[Collected data]
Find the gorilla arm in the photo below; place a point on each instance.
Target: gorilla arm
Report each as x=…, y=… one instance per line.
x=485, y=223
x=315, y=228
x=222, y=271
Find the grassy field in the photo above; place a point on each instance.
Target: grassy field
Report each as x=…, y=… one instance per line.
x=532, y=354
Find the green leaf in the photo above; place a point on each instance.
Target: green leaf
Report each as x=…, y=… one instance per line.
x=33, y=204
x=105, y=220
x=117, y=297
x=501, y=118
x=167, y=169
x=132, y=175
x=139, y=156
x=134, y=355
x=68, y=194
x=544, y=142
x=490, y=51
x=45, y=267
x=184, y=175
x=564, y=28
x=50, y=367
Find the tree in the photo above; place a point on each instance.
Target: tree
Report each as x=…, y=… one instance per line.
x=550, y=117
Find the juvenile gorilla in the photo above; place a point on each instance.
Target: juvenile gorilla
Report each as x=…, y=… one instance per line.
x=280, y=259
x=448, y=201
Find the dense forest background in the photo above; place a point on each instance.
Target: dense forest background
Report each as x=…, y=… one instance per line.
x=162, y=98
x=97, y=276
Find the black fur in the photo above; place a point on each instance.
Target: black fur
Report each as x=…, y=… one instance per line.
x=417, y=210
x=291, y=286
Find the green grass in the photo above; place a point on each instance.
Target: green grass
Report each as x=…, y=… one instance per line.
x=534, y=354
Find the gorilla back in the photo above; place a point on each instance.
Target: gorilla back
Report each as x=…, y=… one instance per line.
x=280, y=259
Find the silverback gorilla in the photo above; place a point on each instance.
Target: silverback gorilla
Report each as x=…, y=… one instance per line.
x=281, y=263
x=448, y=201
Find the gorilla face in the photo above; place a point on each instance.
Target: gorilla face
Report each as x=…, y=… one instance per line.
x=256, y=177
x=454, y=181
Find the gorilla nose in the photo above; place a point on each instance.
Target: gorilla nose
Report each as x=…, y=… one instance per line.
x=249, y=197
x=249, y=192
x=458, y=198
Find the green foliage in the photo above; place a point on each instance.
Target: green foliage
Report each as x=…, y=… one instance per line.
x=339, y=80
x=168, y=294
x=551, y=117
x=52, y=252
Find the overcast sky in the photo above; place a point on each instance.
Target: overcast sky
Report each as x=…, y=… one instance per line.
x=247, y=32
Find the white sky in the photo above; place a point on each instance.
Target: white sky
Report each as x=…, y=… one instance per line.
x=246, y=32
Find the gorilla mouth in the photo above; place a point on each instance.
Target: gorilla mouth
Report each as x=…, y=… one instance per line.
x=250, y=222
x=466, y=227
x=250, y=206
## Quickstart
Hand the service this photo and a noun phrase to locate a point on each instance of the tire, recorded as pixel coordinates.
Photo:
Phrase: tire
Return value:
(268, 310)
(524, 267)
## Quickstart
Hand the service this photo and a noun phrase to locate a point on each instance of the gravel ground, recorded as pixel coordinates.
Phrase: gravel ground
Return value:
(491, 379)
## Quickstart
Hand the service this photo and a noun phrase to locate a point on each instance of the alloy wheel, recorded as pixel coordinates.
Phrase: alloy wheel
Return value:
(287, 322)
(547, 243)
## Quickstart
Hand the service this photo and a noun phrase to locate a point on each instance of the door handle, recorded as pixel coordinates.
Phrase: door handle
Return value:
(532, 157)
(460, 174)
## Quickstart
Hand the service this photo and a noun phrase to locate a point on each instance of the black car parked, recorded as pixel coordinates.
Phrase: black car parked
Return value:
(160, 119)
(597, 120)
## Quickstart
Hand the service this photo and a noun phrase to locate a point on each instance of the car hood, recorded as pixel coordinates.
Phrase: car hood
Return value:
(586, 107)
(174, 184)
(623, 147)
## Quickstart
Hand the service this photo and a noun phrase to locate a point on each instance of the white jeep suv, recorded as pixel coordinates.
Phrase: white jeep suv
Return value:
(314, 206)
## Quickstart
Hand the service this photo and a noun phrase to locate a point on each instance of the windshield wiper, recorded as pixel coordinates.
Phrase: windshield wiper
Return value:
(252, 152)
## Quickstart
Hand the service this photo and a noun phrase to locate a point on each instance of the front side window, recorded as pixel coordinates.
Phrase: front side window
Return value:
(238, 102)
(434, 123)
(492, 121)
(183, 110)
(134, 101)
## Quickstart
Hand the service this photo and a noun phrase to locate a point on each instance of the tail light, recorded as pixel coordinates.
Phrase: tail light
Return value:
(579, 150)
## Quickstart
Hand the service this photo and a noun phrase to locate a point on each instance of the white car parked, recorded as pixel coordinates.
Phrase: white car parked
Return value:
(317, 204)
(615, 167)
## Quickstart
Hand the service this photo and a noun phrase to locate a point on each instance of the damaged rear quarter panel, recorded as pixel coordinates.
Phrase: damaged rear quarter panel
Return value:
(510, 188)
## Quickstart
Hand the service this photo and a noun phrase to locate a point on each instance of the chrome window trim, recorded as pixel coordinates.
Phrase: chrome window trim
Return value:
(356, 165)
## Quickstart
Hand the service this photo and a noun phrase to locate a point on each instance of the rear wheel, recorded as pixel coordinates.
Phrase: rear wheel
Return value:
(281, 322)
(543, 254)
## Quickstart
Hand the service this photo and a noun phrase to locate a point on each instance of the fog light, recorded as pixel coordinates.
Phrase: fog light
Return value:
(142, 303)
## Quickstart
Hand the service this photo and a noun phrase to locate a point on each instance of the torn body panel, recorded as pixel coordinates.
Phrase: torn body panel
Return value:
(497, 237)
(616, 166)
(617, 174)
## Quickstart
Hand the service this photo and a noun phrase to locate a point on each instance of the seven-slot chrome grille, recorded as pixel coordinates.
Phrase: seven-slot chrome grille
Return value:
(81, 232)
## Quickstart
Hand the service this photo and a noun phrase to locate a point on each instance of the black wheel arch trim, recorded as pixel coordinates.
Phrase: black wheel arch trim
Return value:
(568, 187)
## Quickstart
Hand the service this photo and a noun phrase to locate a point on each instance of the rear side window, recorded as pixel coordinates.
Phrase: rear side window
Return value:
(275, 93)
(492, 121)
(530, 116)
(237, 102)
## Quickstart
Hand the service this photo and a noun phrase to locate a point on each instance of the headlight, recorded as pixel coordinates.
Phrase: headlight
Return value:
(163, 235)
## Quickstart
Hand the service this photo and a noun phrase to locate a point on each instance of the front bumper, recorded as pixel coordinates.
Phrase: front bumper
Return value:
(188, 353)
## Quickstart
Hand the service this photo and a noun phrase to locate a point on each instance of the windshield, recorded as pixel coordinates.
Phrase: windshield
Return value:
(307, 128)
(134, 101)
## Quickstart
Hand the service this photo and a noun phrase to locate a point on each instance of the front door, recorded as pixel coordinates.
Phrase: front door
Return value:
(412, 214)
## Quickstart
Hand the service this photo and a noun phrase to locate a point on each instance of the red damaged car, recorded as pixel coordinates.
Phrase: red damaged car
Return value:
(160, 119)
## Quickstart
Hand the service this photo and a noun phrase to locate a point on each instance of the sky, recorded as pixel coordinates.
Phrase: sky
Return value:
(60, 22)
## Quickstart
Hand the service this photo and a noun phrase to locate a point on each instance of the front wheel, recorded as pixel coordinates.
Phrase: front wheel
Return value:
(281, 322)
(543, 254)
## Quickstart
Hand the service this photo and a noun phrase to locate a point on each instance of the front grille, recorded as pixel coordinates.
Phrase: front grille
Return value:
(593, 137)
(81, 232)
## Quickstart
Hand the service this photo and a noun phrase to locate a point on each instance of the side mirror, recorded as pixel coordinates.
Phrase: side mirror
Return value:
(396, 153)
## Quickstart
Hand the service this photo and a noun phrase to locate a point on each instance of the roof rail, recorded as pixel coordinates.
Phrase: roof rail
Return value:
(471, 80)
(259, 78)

WHAT YOU NEED TO DO:
Gather and copy every line of the data in which the string "torn" is found.

TASK ANSWER:
Hand the service this photo and a noun phrase to locate a point on each instance of the torn body panel, recorded as pixel coordinates.
Phrase: torn body panel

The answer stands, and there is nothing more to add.